To do:
Give back all of the records exactly.

The records:

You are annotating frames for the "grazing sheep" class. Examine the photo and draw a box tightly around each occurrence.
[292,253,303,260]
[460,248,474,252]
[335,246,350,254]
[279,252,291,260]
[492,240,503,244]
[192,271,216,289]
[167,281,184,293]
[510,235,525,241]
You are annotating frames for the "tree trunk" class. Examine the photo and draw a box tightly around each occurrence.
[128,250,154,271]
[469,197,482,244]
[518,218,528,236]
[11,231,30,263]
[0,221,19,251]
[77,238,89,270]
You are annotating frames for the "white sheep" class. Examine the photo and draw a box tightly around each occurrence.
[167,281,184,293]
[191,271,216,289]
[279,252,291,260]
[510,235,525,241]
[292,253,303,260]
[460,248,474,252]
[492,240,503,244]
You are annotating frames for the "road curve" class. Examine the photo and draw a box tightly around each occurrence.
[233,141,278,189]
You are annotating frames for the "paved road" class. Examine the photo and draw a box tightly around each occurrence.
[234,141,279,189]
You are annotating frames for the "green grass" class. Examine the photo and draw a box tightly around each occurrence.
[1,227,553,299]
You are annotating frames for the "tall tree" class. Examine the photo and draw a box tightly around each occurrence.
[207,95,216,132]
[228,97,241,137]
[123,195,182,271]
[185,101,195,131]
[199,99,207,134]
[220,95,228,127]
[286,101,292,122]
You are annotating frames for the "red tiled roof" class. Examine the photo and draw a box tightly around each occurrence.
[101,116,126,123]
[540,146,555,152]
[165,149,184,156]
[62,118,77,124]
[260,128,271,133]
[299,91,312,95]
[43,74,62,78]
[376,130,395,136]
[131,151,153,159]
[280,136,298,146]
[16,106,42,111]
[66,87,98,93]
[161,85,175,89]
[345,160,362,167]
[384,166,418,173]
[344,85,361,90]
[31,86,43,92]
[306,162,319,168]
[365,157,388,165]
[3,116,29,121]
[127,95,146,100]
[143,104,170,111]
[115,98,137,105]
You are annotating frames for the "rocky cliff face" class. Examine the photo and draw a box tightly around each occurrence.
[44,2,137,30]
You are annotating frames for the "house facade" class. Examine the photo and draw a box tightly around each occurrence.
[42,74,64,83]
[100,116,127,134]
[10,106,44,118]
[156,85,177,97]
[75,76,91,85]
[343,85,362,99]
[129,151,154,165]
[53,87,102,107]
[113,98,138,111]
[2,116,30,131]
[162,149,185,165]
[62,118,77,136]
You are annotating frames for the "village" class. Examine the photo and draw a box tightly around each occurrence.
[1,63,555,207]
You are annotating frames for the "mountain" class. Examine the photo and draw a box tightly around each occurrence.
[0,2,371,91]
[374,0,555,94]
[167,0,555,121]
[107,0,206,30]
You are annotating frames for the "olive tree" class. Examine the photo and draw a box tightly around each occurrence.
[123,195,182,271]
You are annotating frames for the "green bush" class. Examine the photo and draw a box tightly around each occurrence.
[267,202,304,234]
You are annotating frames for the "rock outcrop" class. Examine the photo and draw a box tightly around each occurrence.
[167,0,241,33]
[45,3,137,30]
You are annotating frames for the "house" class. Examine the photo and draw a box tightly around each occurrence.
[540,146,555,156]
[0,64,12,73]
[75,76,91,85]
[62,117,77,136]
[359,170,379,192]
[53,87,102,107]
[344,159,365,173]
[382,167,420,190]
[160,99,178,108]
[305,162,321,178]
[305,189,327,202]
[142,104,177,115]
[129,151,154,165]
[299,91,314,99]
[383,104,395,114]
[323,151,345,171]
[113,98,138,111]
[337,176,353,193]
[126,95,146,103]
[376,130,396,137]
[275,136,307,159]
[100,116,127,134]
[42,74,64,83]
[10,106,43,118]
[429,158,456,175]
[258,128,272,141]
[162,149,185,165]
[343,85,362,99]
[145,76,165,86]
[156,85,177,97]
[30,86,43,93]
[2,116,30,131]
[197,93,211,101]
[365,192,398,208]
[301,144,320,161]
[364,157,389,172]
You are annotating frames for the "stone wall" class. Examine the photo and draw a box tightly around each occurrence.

Result:
You are annotating frames for the "grazing sheep" class. Examine the photo and draw a box tightly around each occurrence.
[292,253,303,260]
[460,248,474,252]
[335,246,350,254]
[279,252,291,260]
[492,240,503,244]
[192,271,216,289]
[167,281,184,293]
[510,235,525,241]
You are annotating frames for the "tree trunk" class. Examine the photo and draw a box tightly around each occurrence.
[128,250,154,271]
[469,197,482,244]
[518,218,528,236]
[11,231,30,263]
[0,221,19,251]
[77,238,89,270]
You are annotating frames for the "white sheep" class. Examine the photo and draw a box tightly around each occurrence.
[167,281,184,293]
[191,271,216,289]
[279,252,291,260]
[510,235,525,241]
[292,253,303,260]
[460,248,474,252]
[492,240,503,244]
You are annotating frames for the "road curve" class. Examine the photo and draw a box tightly around each occurrence.
[233,141,278,189]
You are annotating frames for the "paved road" class. Examine the photo and draw a box tightly around each occurrence.
[234,141,279,189]
You are annotating frames for the "green grass" class. Examine the photo and draw a box tightly around each occurrence.
[1,227,553,299]
You are annotating frames for the "tall tree" class. Examine the photo and draw a box tightly around each occurrence.
[207,95,216,132]
[228,97,241,137]
[123,195,182,271]
[185,101,195,131]
[199,99,207,134]
[220,95,228,127]
[286,101,292,122]
You are annotating frames for the "red tiled roof" class. Examine the photo and draw a box tightly around each occurrence.
[101,116,126,123]
[540,146,555,152]
[165,149,184,156]
[62,118,77,124]
[260,128,271,133]
[299,91,312,95]
[43,74,62,78]
[376,130,395,136]
[131,151,153,159]
[280,136,298,146]
[16,106,42,111]
[66,87,98,93]
[161,85,175,89]
[345,160,362,167]
[384,166,418,173]
[344,85,361,90]
[31,86,43,92]
[306,162,319,168]
[365,157,388,165]
[3,116,29,121]
[127,95,146,100]
[143,104,170,111]
[115,98,137,105]
You are annotating frames for the "rocky cliff face" class. Examine the photo and draw a box tightly around each occurrence.
[44,2,137,30]
You are annotating frames for the "house facade" class. Examine the photo and draw a box tightly around each occurrence.
[42,74,64,83]
[100,116,127,134]
[10,106,44,118]
[156,85,177,97]
[75,76,91,85]
[343,85,362,99]
[129,151,154,165]
[53,87,102,107]
[113,98,138,111]
[2,116,30,131]
[162,149,185,165]
[62,118,77,136]
You are annotating frames for the "village" class. Examine the photo and draw a box tightly around each occurrence.
[1,63,555,207]
You are annotating frames for the "mountain" class. Examine the photo and draw a box tightly around each occurrence.
[0,2,371,91]
[374,0,555,94]
[167,0,555,121]
[107,0,206,30]
You are annotating frames for the "olive tree" class. Examine the photo and draw a box tightly around each occurrence.
[123,195,182,271]
You are annotating frames for the "green bush" class. Examine the photo and draw a box tightly around each occurrence.
[267,202,304,234]
You are annotating frames for the "rock outcrop" class. Examine the photo and draw a box tightly around each occurrence.
[167,0,241,33]
[45,3,137,30]
You are annotating frames for the "house" class. Examine the photo and draw a box tightly around each occurrence.
[540,146,555,156]
[0,64,12,73]
[75,76,91,85]
[62,117,77,136]
[359,170,379,192]
[53,87,102,107]
[344,159,365,173]
[382,167,420,190]
[160,99,178,108]
[305,162,321,178]
[305,189,327,202]
[142,104,177,115]
[129,151,154,165]
[299,91,314,99]
[383,104,395,114]
[323,151,345,171]
[113,98,138,111]
[337,176,353,193]
[126,95,146,103]
[376,130,396,137]
[275,136,307,159]
[100,116,127,134]
[42,74,64,83]
[10,106,43,118]
[429,158,456,175]
[258,128,272,141]
[162,149,185,165]
[343,85,362,99]
[145,76,165,86]
[156,85,177,97]
[30,86,43,93]
[2,116,30,131]
[197,93,211,101]
[365,192,398,208]
[301,144,320,161]
[364,157,389,172]
You are annotating frames for the "stone wall" class. Examine the photo and draw a box tightly around each occurrence.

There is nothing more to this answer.